▸ **WORK REQUIRED**
From the line that includes "Practice step: locate the black shoe" to the last line of the records, inclusive, repeat each line exactly.
------
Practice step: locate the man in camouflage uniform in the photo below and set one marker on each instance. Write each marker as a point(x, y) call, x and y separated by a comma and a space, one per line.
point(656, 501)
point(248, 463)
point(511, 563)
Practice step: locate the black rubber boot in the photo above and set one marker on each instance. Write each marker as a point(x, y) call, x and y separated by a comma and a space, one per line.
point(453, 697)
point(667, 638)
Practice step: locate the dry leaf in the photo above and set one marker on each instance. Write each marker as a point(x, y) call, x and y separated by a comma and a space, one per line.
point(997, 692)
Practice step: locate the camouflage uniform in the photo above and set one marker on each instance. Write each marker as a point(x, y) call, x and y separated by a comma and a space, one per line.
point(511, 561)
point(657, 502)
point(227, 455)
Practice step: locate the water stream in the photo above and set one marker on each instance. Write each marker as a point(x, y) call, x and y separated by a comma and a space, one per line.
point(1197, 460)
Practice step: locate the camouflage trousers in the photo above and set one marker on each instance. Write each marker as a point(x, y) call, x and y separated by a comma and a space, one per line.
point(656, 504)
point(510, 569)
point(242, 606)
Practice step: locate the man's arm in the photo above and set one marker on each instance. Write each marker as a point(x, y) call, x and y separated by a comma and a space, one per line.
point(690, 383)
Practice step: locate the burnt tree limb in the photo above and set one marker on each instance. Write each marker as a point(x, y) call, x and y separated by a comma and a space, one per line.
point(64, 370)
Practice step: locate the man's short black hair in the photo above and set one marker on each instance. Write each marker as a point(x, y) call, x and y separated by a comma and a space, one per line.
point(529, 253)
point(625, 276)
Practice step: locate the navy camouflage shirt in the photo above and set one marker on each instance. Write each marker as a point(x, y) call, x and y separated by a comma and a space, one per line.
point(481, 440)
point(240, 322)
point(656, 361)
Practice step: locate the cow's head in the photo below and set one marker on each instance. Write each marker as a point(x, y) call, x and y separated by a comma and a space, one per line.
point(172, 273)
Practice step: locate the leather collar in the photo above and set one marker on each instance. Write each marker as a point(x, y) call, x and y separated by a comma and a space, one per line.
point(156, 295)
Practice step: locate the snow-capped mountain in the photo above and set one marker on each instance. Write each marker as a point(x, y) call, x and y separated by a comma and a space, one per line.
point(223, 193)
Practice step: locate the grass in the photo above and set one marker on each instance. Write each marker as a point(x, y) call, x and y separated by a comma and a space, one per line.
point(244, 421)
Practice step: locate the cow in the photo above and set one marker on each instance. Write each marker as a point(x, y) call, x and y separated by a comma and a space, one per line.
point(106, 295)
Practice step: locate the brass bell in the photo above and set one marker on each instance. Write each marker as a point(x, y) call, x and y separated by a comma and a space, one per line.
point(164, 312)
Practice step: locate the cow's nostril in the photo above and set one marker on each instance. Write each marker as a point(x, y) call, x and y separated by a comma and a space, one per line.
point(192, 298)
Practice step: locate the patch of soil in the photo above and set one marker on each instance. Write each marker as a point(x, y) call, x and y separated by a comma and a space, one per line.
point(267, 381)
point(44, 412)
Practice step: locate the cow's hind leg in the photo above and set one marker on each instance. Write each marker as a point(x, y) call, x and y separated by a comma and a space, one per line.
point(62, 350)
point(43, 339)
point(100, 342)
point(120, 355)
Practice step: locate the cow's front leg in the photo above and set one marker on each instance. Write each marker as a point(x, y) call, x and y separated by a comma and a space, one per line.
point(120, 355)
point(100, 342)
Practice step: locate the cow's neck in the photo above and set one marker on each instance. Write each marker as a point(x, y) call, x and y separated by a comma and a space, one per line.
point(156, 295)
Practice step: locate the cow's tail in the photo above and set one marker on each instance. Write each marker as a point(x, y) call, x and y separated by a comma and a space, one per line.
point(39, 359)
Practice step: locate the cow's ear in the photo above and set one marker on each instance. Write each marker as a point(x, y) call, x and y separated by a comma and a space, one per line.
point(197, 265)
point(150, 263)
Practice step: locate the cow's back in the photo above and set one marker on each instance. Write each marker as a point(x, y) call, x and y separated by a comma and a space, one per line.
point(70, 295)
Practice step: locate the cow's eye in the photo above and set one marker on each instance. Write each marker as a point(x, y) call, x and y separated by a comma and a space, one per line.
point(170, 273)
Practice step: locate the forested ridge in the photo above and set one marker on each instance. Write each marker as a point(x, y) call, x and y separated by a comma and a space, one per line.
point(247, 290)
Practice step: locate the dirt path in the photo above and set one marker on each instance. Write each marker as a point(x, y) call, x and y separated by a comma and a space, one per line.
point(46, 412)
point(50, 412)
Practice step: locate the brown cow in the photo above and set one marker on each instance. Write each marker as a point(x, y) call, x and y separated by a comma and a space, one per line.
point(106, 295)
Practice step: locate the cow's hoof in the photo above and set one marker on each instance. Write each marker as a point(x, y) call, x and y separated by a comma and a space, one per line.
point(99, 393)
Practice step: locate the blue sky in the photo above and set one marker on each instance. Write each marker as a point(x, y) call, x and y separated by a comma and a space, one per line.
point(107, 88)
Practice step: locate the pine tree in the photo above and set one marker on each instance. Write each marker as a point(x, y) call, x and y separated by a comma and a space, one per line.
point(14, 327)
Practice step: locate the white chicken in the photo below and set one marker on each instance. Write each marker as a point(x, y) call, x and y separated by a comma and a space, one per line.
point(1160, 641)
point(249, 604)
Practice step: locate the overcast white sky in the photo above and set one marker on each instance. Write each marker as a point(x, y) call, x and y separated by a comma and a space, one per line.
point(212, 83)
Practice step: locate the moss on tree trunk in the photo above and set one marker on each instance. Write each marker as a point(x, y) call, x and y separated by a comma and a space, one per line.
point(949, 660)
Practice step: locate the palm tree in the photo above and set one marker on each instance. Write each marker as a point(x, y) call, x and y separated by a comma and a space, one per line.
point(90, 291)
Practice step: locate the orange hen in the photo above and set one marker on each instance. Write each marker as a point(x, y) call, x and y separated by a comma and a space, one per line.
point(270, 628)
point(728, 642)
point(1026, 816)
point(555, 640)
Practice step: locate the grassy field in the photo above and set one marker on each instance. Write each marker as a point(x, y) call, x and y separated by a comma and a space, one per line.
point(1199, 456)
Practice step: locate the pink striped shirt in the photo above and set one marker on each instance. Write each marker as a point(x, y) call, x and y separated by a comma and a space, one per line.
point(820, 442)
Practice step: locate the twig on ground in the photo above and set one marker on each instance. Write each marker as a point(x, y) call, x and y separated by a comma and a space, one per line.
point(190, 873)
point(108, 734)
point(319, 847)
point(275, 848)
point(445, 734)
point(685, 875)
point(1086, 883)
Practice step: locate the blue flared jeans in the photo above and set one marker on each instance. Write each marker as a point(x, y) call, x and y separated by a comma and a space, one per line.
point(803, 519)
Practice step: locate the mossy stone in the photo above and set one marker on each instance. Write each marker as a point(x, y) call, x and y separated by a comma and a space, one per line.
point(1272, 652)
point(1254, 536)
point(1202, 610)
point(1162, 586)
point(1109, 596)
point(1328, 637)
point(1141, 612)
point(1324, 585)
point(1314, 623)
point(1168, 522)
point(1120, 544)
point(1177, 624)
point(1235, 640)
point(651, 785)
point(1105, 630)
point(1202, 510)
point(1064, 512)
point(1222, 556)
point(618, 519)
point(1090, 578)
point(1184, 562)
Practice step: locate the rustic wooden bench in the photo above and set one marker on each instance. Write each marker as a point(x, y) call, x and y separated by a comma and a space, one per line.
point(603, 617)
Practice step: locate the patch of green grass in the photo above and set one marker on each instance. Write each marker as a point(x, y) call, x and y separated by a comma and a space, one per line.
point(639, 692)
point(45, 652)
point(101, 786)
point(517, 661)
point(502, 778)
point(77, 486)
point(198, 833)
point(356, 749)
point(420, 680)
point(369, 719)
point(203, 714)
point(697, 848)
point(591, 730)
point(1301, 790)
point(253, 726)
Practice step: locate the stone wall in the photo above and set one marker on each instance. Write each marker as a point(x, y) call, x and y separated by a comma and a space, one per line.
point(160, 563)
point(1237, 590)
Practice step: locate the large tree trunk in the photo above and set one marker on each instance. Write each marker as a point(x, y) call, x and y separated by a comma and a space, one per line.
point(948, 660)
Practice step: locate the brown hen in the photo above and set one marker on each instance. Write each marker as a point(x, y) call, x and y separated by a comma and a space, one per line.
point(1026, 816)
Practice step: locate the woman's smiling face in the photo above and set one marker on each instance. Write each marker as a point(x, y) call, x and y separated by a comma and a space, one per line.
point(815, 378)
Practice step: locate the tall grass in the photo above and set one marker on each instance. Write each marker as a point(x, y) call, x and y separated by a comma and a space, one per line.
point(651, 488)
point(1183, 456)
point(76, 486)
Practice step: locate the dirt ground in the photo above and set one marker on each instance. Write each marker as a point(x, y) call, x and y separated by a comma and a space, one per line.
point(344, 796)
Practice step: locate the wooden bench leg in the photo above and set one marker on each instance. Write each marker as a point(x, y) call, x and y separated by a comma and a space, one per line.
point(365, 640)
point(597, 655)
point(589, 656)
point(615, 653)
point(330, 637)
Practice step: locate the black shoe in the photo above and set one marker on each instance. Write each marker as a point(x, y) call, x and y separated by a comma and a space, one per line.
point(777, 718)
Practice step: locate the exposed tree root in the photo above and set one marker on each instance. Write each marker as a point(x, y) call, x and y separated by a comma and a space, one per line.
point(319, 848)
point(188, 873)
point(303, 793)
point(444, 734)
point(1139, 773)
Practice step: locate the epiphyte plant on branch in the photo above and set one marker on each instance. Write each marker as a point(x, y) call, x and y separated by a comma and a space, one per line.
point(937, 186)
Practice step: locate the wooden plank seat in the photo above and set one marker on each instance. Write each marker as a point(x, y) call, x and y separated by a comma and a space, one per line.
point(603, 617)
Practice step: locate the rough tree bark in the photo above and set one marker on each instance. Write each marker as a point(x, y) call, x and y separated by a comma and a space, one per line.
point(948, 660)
------
▸ **TASK RESPONSE**
Practice step: locate the black shoe in the photo above and set one marker on each instance. Write each marker as a point(x, y) call, x and y separated by a comma and a space, one per line.
point(777, 718)
Practice step: locate the exposed tree root in the photo above and set one marker on each instance. Write each marker as a point(x, y) call, x and y separated by a comma and a space, one per line.
point(319, 848)
point(188, 873)
point(303, 793)
point(444, 734)
point(1139, 773)
Practice step: locate the epiphyte plant on branch in the photo above and set one marker on each instance. Write each marker as a point(x, y) call, x and y separated by a comma and a space, one per line.
point(937, 186)
Practice step: locate the wooden plank seat in the photo above and set one marker on each instance. Write each marker as a point(x, y) call, x and y separated by a comma and a space, one per line.
point(603, 617)
Practice step: locate the rough tree bark in the photo above and set one marker on each instance. Write each marker as a point(x, y) call, x and y separated by a comma and a space, one per line.
point(948, 660)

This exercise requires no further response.